- Items from a data source
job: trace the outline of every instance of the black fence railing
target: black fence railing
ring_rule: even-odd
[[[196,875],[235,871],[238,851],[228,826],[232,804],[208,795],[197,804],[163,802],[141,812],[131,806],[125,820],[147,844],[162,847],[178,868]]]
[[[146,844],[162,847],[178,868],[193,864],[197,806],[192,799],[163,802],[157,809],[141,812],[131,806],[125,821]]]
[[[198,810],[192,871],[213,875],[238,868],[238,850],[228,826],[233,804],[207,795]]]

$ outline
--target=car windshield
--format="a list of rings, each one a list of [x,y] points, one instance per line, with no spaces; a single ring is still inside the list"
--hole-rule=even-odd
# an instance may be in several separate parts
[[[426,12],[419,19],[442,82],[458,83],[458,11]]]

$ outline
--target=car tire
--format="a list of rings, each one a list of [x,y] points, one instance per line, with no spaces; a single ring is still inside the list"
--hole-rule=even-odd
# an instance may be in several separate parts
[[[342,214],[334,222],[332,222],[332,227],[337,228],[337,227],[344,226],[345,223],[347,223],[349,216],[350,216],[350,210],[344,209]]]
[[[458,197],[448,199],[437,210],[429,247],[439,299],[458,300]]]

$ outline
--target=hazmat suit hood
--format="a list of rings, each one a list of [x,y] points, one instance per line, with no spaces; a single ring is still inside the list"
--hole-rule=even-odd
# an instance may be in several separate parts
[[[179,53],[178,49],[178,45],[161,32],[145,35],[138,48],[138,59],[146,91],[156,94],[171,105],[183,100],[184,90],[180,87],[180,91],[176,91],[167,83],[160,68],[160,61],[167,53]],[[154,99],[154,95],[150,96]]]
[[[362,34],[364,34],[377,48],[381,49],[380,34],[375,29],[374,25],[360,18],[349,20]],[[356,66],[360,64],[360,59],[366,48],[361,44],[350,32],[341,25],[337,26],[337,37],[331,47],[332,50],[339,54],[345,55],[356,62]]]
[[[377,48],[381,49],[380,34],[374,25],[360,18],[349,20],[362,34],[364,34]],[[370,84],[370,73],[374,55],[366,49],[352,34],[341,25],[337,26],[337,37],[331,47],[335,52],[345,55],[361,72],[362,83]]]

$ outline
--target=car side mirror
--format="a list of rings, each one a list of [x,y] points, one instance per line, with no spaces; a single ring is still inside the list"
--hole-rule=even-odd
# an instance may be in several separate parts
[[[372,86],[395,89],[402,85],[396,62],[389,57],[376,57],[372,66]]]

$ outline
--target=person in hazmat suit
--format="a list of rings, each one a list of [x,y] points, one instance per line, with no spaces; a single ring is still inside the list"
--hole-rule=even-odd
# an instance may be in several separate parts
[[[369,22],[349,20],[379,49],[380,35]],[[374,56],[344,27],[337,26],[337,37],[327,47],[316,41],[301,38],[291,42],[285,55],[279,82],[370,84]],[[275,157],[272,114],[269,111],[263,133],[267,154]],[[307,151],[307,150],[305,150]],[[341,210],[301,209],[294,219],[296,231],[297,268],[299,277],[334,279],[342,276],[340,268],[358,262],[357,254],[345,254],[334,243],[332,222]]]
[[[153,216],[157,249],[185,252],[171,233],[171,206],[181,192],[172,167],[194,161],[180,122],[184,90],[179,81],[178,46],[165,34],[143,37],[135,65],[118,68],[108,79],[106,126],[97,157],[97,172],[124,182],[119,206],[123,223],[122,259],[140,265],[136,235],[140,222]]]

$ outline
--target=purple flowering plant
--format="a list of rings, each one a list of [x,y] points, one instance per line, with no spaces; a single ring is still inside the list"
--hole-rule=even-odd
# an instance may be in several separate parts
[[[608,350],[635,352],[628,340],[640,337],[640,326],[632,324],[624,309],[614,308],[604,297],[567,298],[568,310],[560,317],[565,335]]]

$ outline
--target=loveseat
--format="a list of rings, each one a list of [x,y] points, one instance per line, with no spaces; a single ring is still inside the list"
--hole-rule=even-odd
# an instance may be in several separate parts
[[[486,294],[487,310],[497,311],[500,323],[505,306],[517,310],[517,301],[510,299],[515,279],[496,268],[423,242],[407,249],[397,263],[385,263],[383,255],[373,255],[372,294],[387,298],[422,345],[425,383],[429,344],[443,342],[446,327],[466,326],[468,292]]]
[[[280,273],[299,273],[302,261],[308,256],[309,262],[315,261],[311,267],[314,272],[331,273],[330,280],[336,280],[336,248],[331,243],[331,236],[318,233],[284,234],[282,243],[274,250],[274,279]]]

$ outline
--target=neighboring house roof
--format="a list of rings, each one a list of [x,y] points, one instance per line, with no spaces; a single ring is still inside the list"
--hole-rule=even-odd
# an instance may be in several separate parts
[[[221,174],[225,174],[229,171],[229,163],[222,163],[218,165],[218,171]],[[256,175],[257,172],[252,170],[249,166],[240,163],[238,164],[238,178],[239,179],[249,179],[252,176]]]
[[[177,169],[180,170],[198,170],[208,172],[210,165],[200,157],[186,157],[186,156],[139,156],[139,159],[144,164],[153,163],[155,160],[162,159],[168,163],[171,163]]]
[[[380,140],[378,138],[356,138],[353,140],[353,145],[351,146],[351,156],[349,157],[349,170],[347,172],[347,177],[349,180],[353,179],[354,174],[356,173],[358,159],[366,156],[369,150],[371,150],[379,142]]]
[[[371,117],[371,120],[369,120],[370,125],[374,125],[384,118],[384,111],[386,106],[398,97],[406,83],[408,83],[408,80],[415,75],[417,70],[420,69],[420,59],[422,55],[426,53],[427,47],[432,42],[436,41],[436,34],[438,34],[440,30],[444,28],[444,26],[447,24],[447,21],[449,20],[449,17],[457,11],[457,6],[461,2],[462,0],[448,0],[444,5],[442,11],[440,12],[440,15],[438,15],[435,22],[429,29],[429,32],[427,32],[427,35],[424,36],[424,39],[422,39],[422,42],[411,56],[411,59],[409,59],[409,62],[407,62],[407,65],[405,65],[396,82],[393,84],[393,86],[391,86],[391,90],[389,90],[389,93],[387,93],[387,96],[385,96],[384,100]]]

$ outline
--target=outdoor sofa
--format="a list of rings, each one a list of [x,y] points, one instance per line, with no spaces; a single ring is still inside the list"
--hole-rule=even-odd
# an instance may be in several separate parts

- BRIEF
Nothing in the records may change; write them out again in full.

- RESPONSE AREA
job: trace the outline of every instance of the black fence railing
target: black fence railing
ring_rule: even-odd
[[[196,875],[235,871],[238,851],[228,826],[232,804],[208,795],[197,804],[163,802],[141,812],[131,806],[125,820],[147,844],[162,847],[178,868]]]
[[[146,844],[162,847],[178,868],[193,864],[197,806],[192,799],[163,802],[157,809],[141,812],[131,806],[125,821]]]
[[[198,810],[192,871],[213,875],[238,868],[238,850],[228,826],[233,804],[207,795]]]

$ outline
--target=car windshield
--format="a list of rings, each one a list of [x,y] points, one instance per line, with no spaces; a single ring is still inside the list"
--hole-rule=even-odd
# an instance may be in several separate parts
[[[426,12],[419,19],[442,82],[458,83],[458,11]]]

$ outline
--target=car tire
--format="a list of rings, each one a list of [x,y] points, one instance per line, with no spaces; a single ring is still inside the list"
--hole-rule=even-odd
# an instance may be in several separate parts
[[[342,214],[334,222],[332,222],[332,227],[337,228],[337,227],[344,226],[345,223],[347,223],[349,216],[350,216],[350,210],[344,209]]]
[[[458,197],[448,199],[437,210],[429,247],[439,299],[458,300]]]

$ outline
--target=hazmat suit hood
--format="a list of rings, each one a list of [x,y] points, one instance per line, with no spaces; a single ring is still inside the list"
--hole-rule=even-odd
# an instance may be in several separate parts
[[[179,53],[178,49],[178,45],[161,32],[145,35],[138,48],[138,59],[146,91],[156,94],[171,105],[183,100],[184,90],[180,87],[180,91],[176,91],[167,83],[160,68],[160,61],[167,53]],[[154,99],[154,95],[150,96]]]
[[[362,34],[364,34],[377,48],[381,49],[380,34],[375,29],[374,25],[360,18],[349,20]],[[356,66],[360,64],[360,59],[366,48],[361,44],[350,32],[341,25],[337,26],[337,37],[331,47],[332,50],[339,54],[345,55],[356,62]]]
[[[377,48],[381,49],[380,34],[374,25],[360,18],[349,20],[362,34],[364,34]],[[370,84],[370,73],[374,55],[366,49],[352,34],[341,25],[337,26],[337,37],[331,47],[335,52],[345,55],[361,72],[362,83]]]

$ outline
--target=car side mirror
--format="a list of rings, each one a list of [x,y] points, one instance per line, with no spaces; a single ring is still inside the list"
--hole-rule=even-odd
# an instance may be in several separate parts
[[[372,86],[395,89],[402,85],[396,62],[389,57],[376,57],[372,66]]]

$ outline
--target=person in hazmat suit
--format="a list of rings, each one a list of [x,y] points, one instance per line, with no spaces; a single ring is still inside the list"
--hole-rule=even-odd
# an instance may be in several separate parts
[[[369,22],[349,20],[379,49],[380,35]],[[374,56],[344,27],[337,26],[337,37],[327,47],[316,41],[301,38],[291,42],[285,55],[279,82],[370,84]],[[275,157],[272,114],[269,111],[263,133],[267,154]],[[307,151],[307,150],[305,150]],[[341,210],[301,209],[294,219],[296,231],[297,268],[299,277],[334,279],[342,276],[340,268],[358,262],[357,254],[345,254],[334,243],[332,222]]]
[[[153,216],[157,249],[185,252],[171,233],[171,206],[181,192],[172,167],[194,161],[180,122],[184,90],[179,81],[178,46],[165,34],[143,37],[135,65],[118,68],[108,79],[106,126],[97,157],[97,172],[124,182],[119,206],[123,223],[122,259],[140,265],[136,235],[140,222]]]

$ outline
--target=purple flowering plant
--format="a list of rings, each one a list of [x,y] points, one instance per line, with no spaces; a single ring is still inside the list"
--hole-rule=even-odd
# an instance may be in several separate parts
[[[608,350],[635,352],[628,340],[640,337],[640,326],[632,324],[624,309],[614,308],[604,297],[567,298],[568,310],[560,317],[565,335]]]

$ outline
--target=loveseat
--format="a list of rings, each one a list of [x,y] points, one instance per line, with no spaces; a single ring is still inside the list"
--hole-rule=even-odd
# an instance may be in several separate parts
[[[486,294],[487,310],[497,311],[500,323],[505,306],[517,310],[517,301],[510,299],[515,279],[496,268],[423,242],[407,249],[397,263],[385,263],[383,255],[373,255],[372,294],[387,298],[422,345],[425,383],[429,344],[443,342],[446,327],[466,326],[468,292]]]
[[[280,273],[299,273],[302,261],[308,256],[309,262],[315,261],[311,267],[314,272],[331,273],[330,280],[336,280],[336,248],[331,243],[331,236],[318,233],[284,234],[282,243],[274,250],[274,279]]]

$ outline
--target=neighboring house roof
--format="a list of rings, each one a list of [x,y] points, one instance per line, with no spaces; a single ring is still inside the list"
--hole-rule=even-odd
# an instance may be in several separate parts
[[[221,174],[225,174],[229,171],[229,163],[222,163],[218,165],[218,171]],[[256,175],[257,172],[252,170],[249,166],[240,163],[238,164],[238,178],[239,179],[249,179],[252,176]]]
[[[177,169],[180,170],[198,170],[208,172],[210,165],[200,157],[186,157],[186,156],[139,156],[139,159],[144,164],[153,163],[155,160],[162,159],[168,163],[171,163]]]
[[[380,140],[378,138],[356,138],[353,140],[353,145],[351,146],[351,156],[349,157],[349,170],[347,172],[347,177],[349,180],[353,179],[354,174],[356,173],[358,159],[366,156],[369,150],[371,150],[379,142]]]
[[[371,117],[371,120],[369,120],[370,125],[374,125],[384,118],[384,111],[386,106],[398,97],[406,83],[408,83],[408,80],[415,75],[417,70],[420,69],[420,59],[422,55],[426,53],[427,47],[432,42],[436,41],[436,34],[438,34],[440,30],[444,28],[444,26],[447,24],[447,21],[449,20],[449,17],[457,11],[457,6],[461,2],[462,0],[448,0],[444,5],[442,11],[440,12],[440,15],[438,15],[435,22],[429,29],[429,32],[427,32],[427,35],[424,36],[424,39],[422,39],[422,42],[411,56],[411,59],[409,59],[409,62],[407,62],[407,65],[405,65],[396,82],[393,84],[393,86],[391,86],[391,90],[389,90],[389,93],[387,93],[387,96],[385,96],[384,100]]]

$ outline
--target=outdoor sofa
--format="a list of rings, each one a list of [x,y] points, one instance per line, with no spaces; a single ring is still inside the list"
--hole-rule=even-odd
# an instance may be in several separate parts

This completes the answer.